» **WHAT THE TASK ASKS**
For this exercise, copy exactly only the lines from the one containing "Objective: a point on each instance of the stream" to the final line of the material below, without the pictures.

» **RECORDS PROVIDED**
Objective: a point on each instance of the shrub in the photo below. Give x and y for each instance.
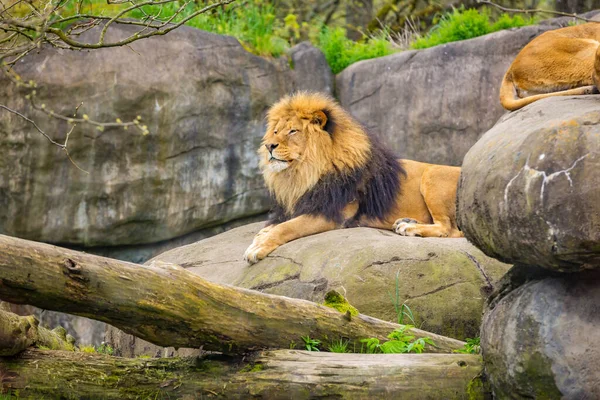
(340, 51)
(463, 24)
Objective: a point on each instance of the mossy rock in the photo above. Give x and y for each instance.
(444, 281)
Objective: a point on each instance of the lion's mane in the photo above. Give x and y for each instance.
(346, 165)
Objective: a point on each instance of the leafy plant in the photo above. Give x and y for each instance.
(401, 341)
(340, 51)
(311, 344)
(87, 349)
(371, 346)
(339, 346)
(471, 347)
(105, 349)
(402, 310)
(254, 24)
(462, 24)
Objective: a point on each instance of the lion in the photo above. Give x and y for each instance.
(325, 172)
(562, 62)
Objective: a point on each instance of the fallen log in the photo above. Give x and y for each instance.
(278, 374)
(169, 306)
(18, 333)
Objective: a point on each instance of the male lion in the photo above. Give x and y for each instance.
(563, 62)
(325, 172)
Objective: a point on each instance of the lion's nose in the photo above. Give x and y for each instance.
(271, 147)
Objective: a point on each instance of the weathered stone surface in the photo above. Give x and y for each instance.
(311, 71)
(203, 98)
(540, 338)
(530, 188)
(432, 105)
(444, 281)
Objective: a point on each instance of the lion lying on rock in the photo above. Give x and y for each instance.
(325, 172)
(563, 62)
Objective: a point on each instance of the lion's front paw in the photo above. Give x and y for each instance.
(406, 227)
(258, 250)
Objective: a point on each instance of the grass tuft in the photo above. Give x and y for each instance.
(463, 24)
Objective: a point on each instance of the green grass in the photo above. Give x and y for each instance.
(341, 52)
(401, 341)
(339, 346)
(262, 31)
(311, 344)
(464, 24)
(255, 24)
(471, 347)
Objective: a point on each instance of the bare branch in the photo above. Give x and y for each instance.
(535, 11)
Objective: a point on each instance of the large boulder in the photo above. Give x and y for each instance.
(432, 105)
(444, 281)
(540, 335)
(203, 98)
(529, 191)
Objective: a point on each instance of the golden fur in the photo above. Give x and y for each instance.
(561, 62)
(309, 138)
(316, 152)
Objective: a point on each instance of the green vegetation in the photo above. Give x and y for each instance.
(262, 31)
(311, 344)
(105, 349)
(471, 347)
(87, 349)
(402, 310)
(339, 346)
(341, 52)
(400, 342)
(464, 24)
(255, 24)
(336, 301)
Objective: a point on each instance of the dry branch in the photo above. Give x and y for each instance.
(169, 306)
(282, 374)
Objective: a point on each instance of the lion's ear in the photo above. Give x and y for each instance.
(319, 117)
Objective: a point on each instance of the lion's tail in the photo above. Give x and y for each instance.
(510, 100)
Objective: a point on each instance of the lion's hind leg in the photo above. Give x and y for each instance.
(438, 188)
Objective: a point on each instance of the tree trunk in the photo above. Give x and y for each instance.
(281, 374)
(169, 306)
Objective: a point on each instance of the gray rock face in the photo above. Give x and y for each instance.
(432, 105)
(530, 188)
(311, 71)
(540, 340)
(203, 98)
(444, 281)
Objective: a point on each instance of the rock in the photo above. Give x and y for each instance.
(540, 339)
(432, 105)
(203, 98)
(529, 191)
(310, 68)
(444, 281)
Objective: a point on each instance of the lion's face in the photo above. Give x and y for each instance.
(290, 139)
(308, 136)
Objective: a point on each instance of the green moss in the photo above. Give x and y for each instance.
(336, 301)
(478, 388)
(87, 349)
(253, 368)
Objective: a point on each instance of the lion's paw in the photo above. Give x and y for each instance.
(406, 227)
(258, 250)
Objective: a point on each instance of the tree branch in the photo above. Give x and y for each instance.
(169, 306)
(534, 11)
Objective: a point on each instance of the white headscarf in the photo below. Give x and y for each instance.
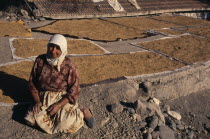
(61, 41)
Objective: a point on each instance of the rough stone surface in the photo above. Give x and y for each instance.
(171, 85)
(166, 133)
(116, 108)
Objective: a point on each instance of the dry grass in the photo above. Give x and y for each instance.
(203, 31)
(170, 32)
(33, 47)
(92, 69)
(94, 29)
(14, 29)
(183, 20)
(142, 23)
(188, 48)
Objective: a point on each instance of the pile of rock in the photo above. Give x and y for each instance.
(18, 14)
(155, 121)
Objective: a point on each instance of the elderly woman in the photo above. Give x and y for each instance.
(54, 86)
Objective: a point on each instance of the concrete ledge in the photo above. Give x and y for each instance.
(69, 16)
(173, 84)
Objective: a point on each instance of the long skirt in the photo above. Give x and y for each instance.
(68, 119)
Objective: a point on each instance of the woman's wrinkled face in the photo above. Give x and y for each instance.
(54, 50)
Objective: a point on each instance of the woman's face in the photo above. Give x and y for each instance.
(54, 50)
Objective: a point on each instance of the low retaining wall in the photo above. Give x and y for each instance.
(174, 84)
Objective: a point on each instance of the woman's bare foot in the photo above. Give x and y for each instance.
(87, 113)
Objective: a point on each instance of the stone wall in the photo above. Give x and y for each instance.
(174, 84)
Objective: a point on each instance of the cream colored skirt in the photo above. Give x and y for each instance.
(68, 119)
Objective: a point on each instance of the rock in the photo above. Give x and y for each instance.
(131, 110)
(105, 121)
(157, 111)
(137, 117)
(166, 133)
(149, 136)
(146, 109)
(165, 114)
(143, 124)
(153, 123)
(174, 114)
(173, 125)
(155, 134)
(26, 17)
(154, 100)
(24, 12)
(130, 91)
(116, 108)
(115, 125)
(139, 105)
(160, 123)
(180, 127)
(166, 107)
(191, 135)
(42, 19)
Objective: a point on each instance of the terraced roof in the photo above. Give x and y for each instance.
(63, 9)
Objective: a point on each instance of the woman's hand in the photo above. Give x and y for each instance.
(36, 108)
(53, 109)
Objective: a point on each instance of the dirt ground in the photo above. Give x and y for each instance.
(187, 48)
(142, 23)
(169, 32)
(182, 20)
(99, 96)
(17, 29)
(93, 29)
(34, 47)
(202, 31)
(92, 69)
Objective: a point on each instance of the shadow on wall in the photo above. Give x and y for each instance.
(11, 5)
(14, 87)
(204, 1)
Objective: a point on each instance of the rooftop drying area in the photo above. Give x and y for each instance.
(67, 9)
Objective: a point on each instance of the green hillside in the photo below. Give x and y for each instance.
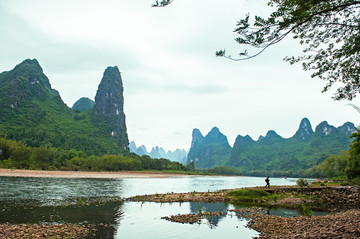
(34, 113)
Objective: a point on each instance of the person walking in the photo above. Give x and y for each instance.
(267, 180)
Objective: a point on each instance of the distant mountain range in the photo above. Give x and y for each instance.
(271, 153)
(179, 155)
(33, 112)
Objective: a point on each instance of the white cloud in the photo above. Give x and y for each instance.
(173, 81)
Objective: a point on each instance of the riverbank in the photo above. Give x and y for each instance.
(61, 231)
(83, 174)
(330, 198)
(339, 225)
(342, 203)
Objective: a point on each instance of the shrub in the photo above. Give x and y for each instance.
(302, 182)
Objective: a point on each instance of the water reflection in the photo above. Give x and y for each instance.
(46, 200)
(143, 220)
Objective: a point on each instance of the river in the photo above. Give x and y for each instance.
(46, 200)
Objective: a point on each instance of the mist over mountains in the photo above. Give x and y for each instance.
(270, 154)
(179, 155)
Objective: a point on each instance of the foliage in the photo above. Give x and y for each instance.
(211, 151)
(17, 155)
(249, 196)
(34, 113)
(329, 30)
(332, 166)
(288, 157)
(353, 166)
(306, 210)
(302, 182)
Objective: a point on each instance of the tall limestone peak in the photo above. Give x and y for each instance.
(305, 130)
(325, 129)
(271, 137)
(83, 104)
(206, 151)
(215, 136)
(196, 137)
(25, 82)
(108, 108)
(348, 128)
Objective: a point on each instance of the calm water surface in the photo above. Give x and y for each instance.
(42, 200)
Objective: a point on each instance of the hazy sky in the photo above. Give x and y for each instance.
(173, 81)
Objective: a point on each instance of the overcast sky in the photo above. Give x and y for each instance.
(173, 82)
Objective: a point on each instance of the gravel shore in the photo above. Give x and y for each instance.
(339, 225)
(43, 231)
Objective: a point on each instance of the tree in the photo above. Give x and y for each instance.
(329, 30)
(353, 166)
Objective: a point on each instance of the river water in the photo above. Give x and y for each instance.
(46, 200)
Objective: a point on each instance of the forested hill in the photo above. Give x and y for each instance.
(34, 113)
(272, 154)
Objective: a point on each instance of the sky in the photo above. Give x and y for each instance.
(172, 80)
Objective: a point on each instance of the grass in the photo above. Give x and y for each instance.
(251, 197)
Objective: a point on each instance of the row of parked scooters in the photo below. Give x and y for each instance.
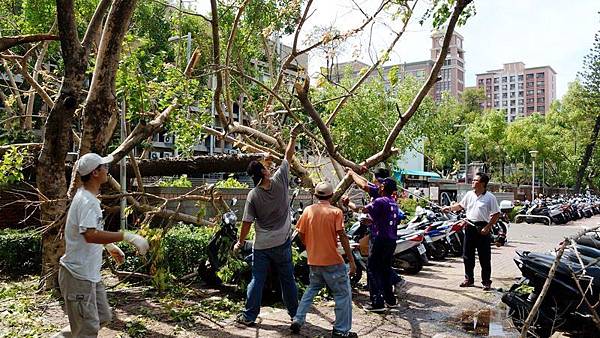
(429, 235)
(559, 209)
(563, 308)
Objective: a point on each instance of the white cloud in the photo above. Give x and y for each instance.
(536, 32)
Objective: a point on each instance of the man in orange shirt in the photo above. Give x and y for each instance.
(320, 225)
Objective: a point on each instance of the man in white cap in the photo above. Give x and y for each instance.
(79, 273)
(319, 227)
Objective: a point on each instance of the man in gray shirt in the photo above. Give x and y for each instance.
(267, 206)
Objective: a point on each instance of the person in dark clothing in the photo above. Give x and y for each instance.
(384, 212)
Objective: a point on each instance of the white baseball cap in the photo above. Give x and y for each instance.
(90, 161)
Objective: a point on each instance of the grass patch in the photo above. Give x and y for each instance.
(22, 310)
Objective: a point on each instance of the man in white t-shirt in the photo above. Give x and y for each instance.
(79, 273)
(482, 211)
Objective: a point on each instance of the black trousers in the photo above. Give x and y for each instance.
(474, 240)
(379, 272)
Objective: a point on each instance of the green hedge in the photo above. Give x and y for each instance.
(182, 249)
(20, 252)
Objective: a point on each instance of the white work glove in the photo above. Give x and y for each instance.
(138, 241)
(115, 252)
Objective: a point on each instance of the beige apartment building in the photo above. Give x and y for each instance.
(452, 73)
(518, 90)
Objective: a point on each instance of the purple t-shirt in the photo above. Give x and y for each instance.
(373, 190)
(384, 213)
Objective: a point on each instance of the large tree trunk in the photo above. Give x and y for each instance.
(50, 177)
(587, 155)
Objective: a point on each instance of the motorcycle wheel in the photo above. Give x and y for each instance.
(355, 280)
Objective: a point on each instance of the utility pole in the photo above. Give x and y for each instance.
(123, 170)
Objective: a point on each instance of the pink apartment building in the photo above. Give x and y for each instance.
(518, 90)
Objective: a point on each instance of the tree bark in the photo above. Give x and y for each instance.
(51, 179)
(587, 155)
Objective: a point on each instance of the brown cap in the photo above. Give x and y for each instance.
(323, 189)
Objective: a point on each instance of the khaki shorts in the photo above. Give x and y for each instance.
(85, 304)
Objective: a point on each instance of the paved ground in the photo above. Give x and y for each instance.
(433, 304)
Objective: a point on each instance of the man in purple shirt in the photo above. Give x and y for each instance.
(384, 213)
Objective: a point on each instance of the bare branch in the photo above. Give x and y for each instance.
(11, 41)
(370, 70)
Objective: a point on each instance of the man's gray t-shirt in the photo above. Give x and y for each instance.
(269, 210)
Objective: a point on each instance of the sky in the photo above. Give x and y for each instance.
(536, 32)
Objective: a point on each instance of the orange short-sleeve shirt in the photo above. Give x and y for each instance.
(319, 224)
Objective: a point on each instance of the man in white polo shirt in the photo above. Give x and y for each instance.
(482, 211)
(79, 273)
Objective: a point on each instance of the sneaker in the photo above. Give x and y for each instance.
(376, 309)
(399, 287)
(466, 283)
(349, 334)
(241, 319)
(295, 327)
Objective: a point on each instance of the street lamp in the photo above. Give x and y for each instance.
(466, 152)
(189, 44)
(533, 156)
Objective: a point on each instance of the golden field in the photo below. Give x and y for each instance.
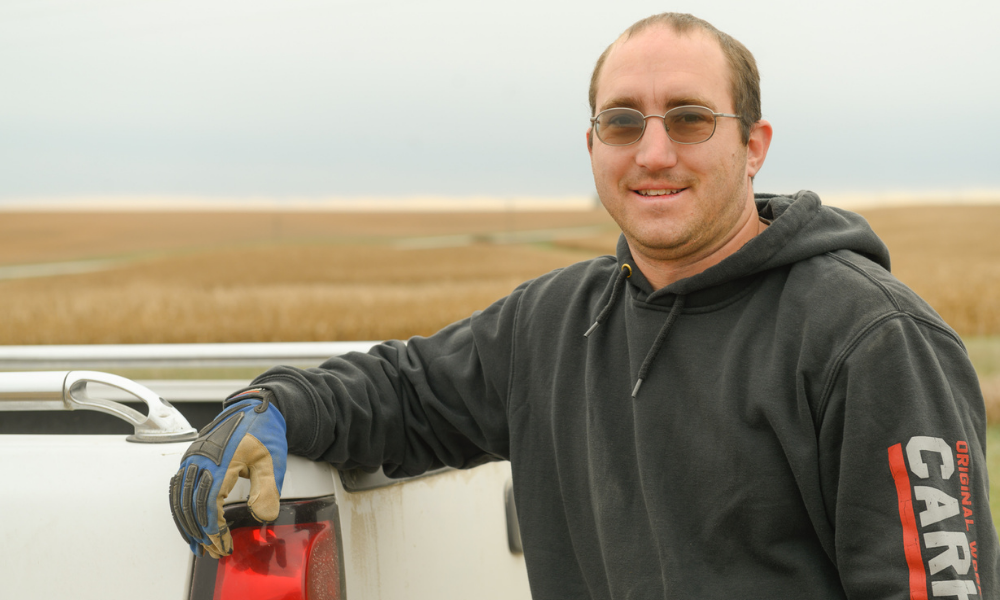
(247, 277)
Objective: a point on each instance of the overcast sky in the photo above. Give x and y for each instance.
(307, 98)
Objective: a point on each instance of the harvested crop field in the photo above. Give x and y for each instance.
(97, 278)
(201, 277)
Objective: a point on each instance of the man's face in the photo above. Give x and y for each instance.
(707, 185)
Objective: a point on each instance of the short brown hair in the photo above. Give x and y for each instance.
(744, 78)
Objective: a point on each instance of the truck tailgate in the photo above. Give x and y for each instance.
(87, 517)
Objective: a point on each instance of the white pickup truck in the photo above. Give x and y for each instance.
(85, 504)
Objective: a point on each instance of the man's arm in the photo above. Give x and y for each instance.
(408, 407)
(902, 443)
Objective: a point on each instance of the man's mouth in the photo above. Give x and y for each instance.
(659, 192)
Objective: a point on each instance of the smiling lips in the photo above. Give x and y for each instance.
(658, 192)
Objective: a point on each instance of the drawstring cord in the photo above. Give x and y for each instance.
(623, 274)
(644, 369)
(616, 292)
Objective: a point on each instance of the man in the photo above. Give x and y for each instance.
(742, 403)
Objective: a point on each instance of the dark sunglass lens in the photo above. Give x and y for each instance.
(690, 124)
(619, 126)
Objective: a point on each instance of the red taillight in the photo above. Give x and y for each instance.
(291, 562)
(296, 558)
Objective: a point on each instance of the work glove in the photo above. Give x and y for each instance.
(246, 440)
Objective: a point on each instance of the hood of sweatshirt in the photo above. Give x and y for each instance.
(801, 227)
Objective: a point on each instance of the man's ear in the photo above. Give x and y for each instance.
(757, 145)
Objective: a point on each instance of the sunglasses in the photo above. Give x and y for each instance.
(684, 124)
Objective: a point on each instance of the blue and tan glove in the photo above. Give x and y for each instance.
(246, 440)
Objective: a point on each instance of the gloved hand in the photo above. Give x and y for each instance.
(246, 440)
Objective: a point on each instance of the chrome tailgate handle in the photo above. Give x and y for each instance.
(67, 390)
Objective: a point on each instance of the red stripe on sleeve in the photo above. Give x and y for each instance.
(911, 539)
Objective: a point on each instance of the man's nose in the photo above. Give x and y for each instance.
(656, 150)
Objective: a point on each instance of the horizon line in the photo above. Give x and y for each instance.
(434, 203)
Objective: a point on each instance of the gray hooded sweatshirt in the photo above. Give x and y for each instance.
(805, 426)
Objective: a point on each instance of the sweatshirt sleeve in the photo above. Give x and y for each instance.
(407, 407)
(903, 464)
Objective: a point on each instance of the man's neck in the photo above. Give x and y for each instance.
(662, 272)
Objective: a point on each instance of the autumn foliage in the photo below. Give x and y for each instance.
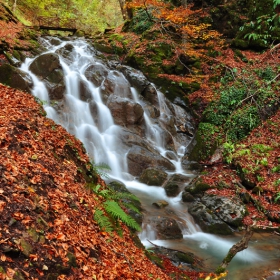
(46, 213)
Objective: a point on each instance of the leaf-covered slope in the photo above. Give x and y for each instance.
(47, 229)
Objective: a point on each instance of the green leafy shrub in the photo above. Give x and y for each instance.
(109, 213)
(242, 122)
(141, 21)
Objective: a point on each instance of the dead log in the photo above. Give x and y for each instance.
(239, 246)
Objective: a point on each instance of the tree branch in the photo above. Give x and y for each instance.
(239, 246)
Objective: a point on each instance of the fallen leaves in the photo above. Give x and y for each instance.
(44, 203)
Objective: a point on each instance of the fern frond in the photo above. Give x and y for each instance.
(131, 207)
(113, 208)
(103, 221)
(125, 195)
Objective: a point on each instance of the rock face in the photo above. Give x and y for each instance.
(229, 210)
(125, 112)
(96, 74)
(48, 68)
(166, 228)
(153, 177)
(175, 184)
(15, 78)
(135, 77)
(139, 159)
(207, 220)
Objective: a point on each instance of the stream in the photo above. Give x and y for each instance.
(85, 110)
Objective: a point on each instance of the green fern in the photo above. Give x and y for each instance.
(124, 195)
(103, 221)
(113, 208)
(131, 207)
(101, 169)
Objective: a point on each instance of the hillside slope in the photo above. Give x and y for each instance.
(47, 229)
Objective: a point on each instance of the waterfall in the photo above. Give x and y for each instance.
(90, 120)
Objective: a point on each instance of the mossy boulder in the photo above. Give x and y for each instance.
(15, 78)
(206, 142)
(207, 219)
(153, 177)
(47, 66)
(198, 187)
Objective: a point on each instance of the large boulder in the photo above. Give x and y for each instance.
(139, 159)
(153, 177)
(48, 68)
(119, 187)
(150, 94)
(229, 210)
(135, 77)
(125, 112)
(15, 78)
(166, 228)
(96, 73)
(207, 220)
(65, 51)
(176, 183)
(115, 83)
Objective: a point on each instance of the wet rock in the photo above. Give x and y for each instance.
(229, 210)
(150, 94)
(15, 78)
(115, 83)
(139, 159)
(172, 189)
(191, 165)
(48, 68)
(125, 112)
(84, 91)
(119, 187)
(161, 204)
(54, 41)
(169, 123)
(167, 228)
(56, 91)
(65, 51)
(187, 197)
(207, 220)
(96, 73)
(152, 111)
(178, 257)
(153, 177)
(135, 77)
(45, 65)
(198, 187)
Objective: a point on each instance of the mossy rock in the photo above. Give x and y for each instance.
(185, 257)
(79, 33)
(153, 177)
(206, 144)
(15, 78)
(103, 47)
(172, 189)
(198, 187)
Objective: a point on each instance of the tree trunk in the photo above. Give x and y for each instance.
(14, 6)
(126, 12)
(239, 246)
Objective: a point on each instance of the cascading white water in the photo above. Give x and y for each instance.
(100, 134)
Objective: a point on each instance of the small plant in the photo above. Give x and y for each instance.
(109, 213)
(101, 169)
(277, 197)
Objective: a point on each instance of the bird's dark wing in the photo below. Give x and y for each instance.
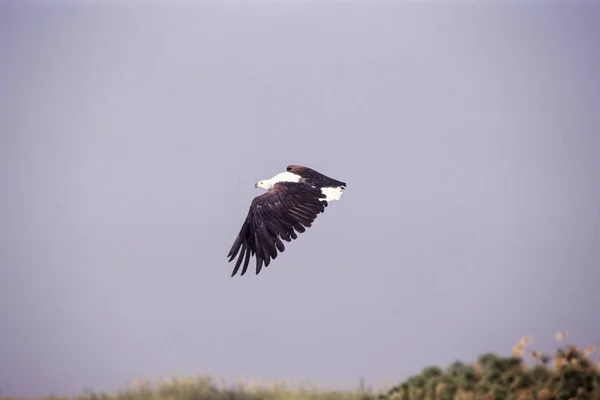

» **SOLUTION FOR THIS EXERCISE**
Objective: a point on each instance of the stream in the photo above. Give x and y for each instance.
(85, 110)
Objective: a point on each instance of the green fern in the photo above. Give x and y for each instance.
(124, 195)
(103, 221)
(113, 208)
(131, 207)
(101, 169)
Objective: a point on each instance of the hillside slope in the photo above. Give x and y for each instance.
(47, 229)
Objective: a point on each instance of the waterfall in the photo above. Give x and y for each instance.
(90, 120)
Objective: a point on each instance of the mossy boulder in the photo above. Give x and y for each instance.
(15, 78)
(206, 142)
(207, 219)
(153, 177)
(47, 66)
(198, 187)
Objective: a point on each instance of the large boulder in the photo above. Give x and y for each instance.
(139, 159)
(153, 177)
(48, 68)
(119, 187)
(150, 94)
(229, 210)
(135, 77)
(125, 112)
(15, 78)
(166, 228)
(96, 73)
(207, 220)
(65, 51)
(176, 183)
(115, 83)
Objective: a point on each instance of the wet rock in the photo above. Give x and y for each instance.
(229, 210)
(150, 94)
(15, 78)
(115, 83)
(139, 159)
(172, 189)
(191, 165)
(48, 68)
(125, 112)
(84, 91)
(119, 187)
(161, 204)
(54, 41)
(169, 123)
(167, 228)
(56, 91)
(65, 51)
(187, 197)
(207, 220)
(96, 73)
(152, 111)
(178, 257)
(153, 177)
(135, 77)
(45, 65)
(198, 187)
Objective: a point on each instance of the mossy rock in the photo above. Give x and y for each instance.
(185, 257)
(79, 33)
(153, 177)
(206, 144)
(15, 78)
(103, 47)
(172, 189)
(198, 187)
Objective: a point on each instance of the tree trunk in the photo above. Give x and y for each instance.
(14, 6)
(126, 12)
(239, 246)
Objective: a point on each instance of the cascading white water in the photo above. Give x and y for each instance.
(100, 134)
Objective: a point on each instance of the small plant in the photo above. Give x and y for each instance.
(109, 213)
(101, 169)
(277, 197)
Objective: a point on each instance of the bird's dark wing in the photo below. Give x and y for each instance.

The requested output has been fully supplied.